**WHAT YOU WILL DO**
In the rules on applications and expenses below, which paragraph numbers of the First Schedule to the principal Act are named?

**EXTRACT**
==*==

9. Incidental Applications.-Applications under paragraphs 7, 8, 9, 15, 16, or 17 of the First Schedule to the principal Act as amended, or paragraphs 9 (c) or 14 of the Second Schedule to the principal Act, shall be made by a minute, which shall be lodged in the original process, if any; and if there be no process, a copy of the recorded memorandum, certified by the sheriff-clerk, shall be lodged along with the minute, and shall be held to be the process. If there be no recorded memorandum and no original process the minute may itself be held to be the process. Such minute shall be intimated to the other party or parties interested, and thereafter be disposed of summarily, as if it were an application for settlement by arbitration under the Act. In all the cases referred to in this clause an entry shewing how the application is disposed of shall be made by the sheriff-clerk in the special register kept for the purposes of the Acts.

10. Expenses. The costs of and incident to all proceedings under the Acts shall not exceed the limits prescribed by the Act of Sederunt, and the regulations and tables of fees therein contained shall, so far as applicable, be held to apply to such proceedings. It shall be competent to an arbitrator agreed on by the parties to direct payment to his clerk of such remuneration as may be allowed by the auditor of the Sheriff Court of the district, but not exceeding a fee of £1 for each day of the trial, a fee of 5s. for each other necessary meeting with the parties, and a fee of 2s. for each necessary letter, besides outlays and copying charges.

==*==

**RAW DATA**
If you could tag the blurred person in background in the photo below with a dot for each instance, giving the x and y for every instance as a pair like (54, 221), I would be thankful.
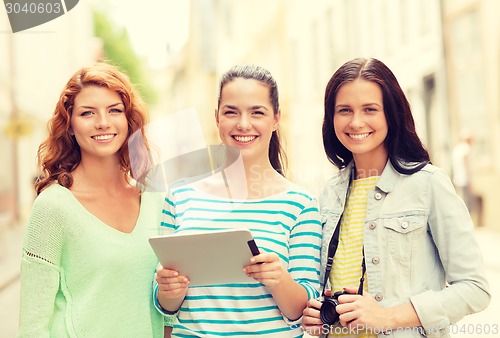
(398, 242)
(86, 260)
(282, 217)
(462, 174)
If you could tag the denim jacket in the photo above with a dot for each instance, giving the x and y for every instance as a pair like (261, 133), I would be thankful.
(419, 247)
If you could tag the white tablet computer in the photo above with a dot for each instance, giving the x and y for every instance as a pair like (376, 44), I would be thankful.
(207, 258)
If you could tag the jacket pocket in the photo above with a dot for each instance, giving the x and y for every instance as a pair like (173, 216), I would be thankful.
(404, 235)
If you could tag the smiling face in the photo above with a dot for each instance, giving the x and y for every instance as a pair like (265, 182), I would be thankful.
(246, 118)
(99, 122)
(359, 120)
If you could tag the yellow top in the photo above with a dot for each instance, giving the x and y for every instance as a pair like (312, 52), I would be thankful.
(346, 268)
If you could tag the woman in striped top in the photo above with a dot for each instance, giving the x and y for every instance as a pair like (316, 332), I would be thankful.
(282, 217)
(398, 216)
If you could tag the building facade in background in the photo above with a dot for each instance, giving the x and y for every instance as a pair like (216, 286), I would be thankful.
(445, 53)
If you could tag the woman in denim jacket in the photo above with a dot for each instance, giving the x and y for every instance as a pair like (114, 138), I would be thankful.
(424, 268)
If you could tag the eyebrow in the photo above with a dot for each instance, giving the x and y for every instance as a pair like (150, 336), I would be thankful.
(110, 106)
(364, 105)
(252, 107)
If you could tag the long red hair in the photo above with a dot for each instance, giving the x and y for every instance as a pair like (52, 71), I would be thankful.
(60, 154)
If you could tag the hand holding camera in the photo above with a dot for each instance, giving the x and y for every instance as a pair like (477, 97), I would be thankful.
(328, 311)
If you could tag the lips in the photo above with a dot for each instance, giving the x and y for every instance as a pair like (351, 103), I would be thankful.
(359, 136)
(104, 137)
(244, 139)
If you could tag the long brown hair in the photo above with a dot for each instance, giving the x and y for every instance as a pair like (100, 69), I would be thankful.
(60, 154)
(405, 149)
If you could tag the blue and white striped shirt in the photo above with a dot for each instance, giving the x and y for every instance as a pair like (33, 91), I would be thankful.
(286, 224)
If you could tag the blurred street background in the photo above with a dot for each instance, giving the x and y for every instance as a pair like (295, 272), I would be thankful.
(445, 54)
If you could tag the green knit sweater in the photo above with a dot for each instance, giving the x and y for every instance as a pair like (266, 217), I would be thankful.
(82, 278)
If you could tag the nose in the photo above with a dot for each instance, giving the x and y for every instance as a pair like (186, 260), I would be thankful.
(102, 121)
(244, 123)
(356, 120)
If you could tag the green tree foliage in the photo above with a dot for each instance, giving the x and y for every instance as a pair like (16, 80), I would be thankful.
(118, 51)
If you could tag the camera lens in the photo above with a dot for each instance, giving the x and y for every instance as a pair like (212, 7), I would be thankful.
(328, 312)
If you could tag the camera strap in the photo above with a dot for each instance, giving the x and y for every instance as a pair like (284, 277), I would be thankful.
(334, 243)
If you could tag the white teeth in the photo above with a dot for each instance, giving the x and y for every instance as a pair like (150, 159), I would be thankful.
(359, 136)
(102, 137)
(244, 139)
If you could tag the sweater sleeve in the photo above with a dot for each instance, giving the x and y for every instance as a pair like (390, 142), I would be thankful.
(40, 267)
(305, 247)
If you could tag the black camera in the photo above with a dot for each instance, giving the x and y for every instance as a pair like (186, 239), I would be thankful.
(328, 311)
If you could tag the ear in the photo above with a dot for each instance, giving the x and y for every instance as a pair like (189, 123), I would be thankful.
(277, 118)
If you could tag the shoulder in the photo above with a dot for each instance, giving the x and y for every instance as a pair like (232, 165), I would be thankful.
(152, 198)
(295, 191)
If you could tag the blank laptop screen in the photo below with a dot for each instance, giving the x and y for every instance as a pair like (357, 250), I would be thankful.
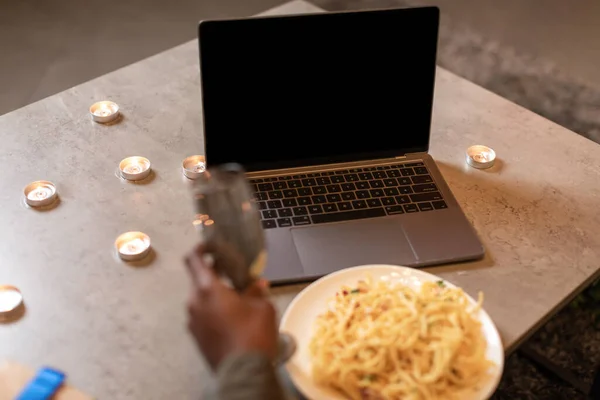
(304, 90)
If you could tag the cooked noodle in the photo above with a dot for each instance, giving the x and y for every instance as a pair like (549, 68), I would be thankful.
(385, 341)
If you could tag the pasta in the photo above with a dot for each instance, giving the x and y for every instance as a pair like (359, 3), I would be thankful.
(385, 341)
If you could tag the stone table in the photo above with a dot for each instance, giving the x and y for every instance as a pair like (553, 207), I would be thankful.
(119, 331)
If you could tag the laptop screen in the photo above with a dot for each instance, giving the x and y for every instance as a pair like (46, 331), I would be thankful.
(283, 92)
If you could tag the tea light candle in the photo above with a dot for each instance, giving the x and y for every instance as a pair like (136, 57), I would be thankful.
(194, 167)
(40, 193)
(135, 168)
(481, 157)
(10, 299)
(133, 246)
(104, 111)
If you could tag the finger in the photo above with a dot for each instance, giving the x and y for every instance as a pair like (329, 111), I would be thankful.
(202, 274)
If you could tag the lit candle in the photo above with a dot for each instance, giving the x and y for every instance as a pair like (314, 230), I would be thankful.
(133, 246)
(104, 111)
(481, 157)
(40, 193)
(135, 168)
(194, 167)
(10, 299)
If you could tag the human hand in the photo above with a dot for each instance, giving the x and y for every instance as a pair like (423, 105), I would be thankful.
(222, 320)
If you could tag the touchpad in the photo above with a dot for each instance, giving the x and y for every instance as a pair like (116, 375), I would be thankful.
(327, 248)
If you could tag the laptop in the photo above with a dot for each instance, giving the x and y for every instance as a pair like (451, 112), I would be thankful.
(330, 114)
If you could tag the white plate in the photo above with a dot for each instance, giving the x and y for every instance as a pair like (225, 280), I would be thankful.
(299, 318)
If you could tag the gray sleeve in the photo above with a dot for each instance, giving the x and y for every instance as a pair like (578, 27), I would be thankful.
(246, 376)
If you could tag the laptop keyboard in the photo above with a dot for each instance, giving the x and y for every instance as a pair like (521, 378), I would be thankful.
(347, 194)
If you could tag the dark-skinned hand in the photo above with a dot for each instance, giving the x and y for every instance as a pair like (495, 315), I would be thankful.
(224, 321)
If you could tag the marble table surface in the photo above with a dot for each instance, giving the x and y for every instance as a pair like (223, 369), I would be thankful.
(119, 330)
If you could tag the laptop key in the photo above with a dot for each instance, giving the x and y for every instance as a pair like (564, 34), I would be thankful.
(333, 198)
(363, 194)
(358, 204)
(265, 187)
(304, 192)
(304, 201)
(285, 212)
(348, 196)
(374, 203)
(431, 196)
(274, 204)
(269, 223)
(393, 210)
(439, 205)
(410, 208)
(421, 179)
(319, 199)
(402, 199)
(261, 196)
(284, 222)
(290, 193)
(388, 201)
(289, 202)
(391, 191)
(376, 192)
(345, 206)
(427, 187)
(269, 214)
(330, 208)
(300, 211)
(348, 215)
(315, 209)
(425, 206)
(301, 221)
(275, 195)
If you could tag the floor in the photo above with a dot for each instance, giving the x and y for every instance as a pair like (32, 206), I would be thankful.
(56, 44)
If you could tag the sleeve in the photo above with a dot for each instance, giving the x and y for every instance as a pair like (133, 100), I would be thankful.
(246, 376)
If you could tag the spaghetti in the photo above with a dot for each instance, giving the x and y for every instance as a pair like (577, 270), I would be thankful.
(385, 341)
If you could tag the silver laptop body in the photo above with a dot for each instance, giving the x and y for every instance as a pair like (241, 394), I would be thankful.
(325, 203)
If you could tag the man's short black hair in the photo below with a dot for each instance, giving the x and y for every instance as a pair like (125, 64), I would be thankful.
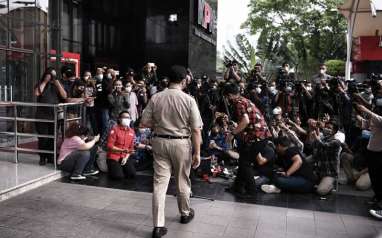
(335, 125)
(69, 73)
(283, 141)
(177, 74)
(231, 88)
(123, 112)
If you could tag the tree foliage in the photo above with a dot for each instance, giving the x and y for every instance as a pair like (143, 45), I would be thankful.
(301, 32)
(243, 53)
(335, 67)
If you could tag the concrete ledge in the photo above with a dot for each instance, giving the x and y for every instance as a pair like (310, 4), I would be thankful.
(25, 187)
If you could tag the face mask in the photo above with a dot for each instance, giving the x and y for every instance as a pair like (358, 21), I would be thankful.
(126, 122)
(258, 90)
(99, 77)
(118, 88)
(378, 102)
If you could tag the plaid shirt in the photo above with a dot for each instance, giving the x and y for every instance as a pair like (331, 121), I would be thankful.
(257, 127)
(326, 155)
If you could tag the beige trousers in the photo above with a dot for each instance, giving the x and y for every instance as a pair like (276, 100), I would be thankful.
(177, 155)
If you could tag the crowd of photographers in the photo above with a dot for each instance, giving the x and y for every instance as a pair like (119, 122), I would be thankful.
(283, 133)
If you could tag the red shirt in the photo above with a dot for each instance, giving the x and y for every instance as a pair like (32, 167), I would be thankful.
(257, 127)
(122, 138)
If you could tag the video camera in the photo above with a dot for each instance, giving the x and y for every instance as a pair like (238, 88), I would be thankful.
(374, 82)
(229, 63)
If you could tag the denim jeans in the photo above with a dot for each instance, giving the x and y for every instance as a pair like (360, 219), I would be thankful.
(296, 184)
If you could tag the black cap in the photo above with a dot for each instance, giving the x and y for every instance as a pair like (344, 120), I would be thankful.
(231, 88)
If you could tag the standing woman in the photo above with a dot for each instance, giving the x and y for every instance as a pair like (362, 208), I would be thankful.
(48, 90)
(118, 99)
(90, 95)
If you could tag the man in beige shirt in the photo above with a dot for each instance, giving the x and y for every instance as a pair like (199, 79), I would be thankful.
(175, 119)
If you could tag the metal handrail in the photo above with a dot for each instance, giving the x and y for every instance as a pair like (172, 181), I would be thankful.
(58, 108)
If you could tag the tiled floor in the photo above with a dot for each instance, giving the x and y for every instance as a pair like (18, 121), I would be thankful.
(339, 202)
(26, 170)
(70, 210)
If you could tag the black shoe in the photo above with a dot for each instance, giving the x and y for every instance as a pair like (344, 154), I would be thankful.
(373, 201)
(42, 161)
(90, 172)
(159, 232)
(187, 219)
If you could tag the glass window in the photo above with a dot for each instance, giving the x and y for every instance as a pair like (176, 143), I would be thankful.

==*==

**RESULT**
7, 8, 9, 15, 16, 17